Directions:
1. According to the article on the Italy-Congo health deal, what is the value of the health-sector agreement between Rome and Brazzaville?
2. Carry on the article about the Italy-Congo health deal, starting right after its last sentence.
(Text under study Opens)
Italy-Congo Health Deal Shapes New ICU Capacity
A new intensive care unit has been inaugurated at Makelele Hospital, the largest health facility serving southern Brazzaville, in a project linked to the Mattei Plan—Italy’s framework to support selected African countries.
Italian and Congolese officials present the move as part of a broader agreement between Rome and Brazzaville to support the health sector, valued at 236 million euros over five years, according to the information provided around the visit.
High-Level Visit in Brazzaville Highlights Practical Projects
The Italian delegation, led by Italy’s Minister of Health Orazio Schillaci, visited Brazzaville on Friday, January 9, 2026. The tour took place in the presence of Congo’s Minister of International Cooperation, Denis Christel Sassou-Nguesso.
According to the account shared from the ground in Brazzaville, the delegation’s first stop was Blanche Gomes Hospital, another site that has benefited from Italian support, before moving on to Makelele Hospital.
(Text under study Closes)
(Data records Opens)
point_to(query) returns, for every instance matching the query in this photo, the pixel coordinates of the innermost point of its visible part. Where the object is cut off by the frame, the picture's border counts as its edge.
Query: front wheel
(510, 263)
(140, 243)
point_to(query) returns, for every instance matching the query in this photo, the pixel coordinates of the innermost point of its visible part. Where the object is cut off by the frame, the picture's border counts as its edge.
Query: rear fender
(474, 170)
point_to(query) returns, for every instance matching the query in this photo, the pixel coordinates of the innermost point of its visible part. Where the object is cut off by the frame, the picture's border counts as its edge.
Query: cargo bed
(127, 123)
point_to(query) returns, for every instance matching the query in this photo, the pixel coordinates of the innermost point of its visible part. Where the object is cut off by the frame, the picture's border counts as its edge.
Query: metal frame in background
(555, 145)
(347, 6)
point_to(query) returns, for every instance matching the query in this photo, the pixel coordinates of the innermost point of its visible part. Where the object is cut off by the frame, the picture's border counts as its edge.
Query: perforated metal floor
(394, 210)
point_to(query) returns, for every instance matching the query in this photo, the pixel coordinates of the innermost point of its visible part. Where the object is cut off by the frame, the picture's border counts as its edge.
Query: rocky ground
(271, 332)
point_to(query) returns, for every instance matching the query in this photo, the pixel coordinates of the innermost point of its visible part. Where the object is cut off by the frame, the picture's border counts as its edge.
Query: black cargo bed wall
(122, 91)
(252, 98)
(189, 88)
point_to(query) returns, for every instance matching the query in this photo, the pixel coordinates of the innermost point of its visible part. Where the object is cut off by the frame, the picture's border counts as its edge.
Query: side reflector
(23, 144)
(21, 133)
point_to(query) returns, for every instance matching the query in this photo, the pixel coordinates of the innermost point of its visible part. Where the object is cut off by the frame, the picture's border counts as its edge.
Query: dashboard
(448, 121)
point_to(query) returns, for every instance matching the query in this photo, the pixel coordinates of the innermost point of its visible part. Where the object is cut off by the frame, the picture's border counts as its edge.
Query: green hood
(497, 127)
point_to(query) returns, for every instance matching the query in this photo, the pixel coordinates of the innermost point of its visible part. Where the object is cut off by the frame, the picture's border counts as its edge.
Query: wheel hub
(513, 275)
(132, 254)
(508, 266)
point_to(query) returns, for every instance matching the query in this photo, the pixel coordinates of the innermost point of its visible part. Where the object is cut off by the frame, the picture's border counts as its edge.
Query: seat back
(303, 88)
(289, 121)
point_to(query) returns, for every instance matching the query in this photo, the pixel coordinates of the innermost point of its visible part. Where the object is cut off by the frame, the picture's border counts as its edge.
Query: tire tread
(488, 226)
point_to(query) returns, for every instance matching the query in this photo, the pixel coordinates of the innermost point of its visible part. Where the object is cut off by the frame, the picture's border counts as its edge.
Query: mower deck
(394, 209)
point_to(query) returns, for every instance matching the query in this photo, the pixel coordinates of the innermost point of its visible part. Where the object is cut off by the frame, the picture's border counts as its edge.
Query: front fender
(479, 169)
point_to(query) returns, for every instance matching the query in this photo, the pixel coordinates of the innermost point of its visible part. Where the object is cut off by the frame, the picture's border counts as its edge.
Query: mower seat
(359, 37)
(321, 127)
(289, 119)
(Data records Closes)
Answers by item number:
1. 236 million euros over five years.

2.
Inside Makelele Hospital’s New Intensive Care Unit
At Makelele Hospital, the delegation spent time reviewing the new resuscitation and critical-care setup. Hospital leaders described it as a concrete response to long-standing needs in a densely populated part of the capital.
Regis Karym Ntsila, the hospital’s director, said the Italian partnership helped equip the unit with essential items used in intensive care: beds, ventilators, and monitors—tools that, in practice, define whether an ICU can function beyond basic observation.
A Long-Delayed Project, Now Delivered
For the hospital, the inauguration carried the weight of an overdue milestone. Leaders at Makelele indicated the ICU had been awaited for years, making the opening feel less like a ribbon-cutting and more like the completion of a postponed promise.
“It is the outcome of a project that dragged on for years,” Ntsila said, adding that the project has now been implemented. He also thanked the Congolese government and Italian partners for enabling Makelele to have an ICU unit.
Why This Matters for Southern Brazzaville Patients
Until now, patients in the south of Brazzaville requiring intensive care were typically referred to the University Hospital Center (CHU), located several kilometers away. In emergency medicine, that distance can translate into critical minutes lost.
By placing resuscitation capacity closer to where many patients live, the new unit is expected to reduce pressure on the CHU and shorten referral pathways, even if the hospital describes its ICU as calibrated to its role as a reference facility.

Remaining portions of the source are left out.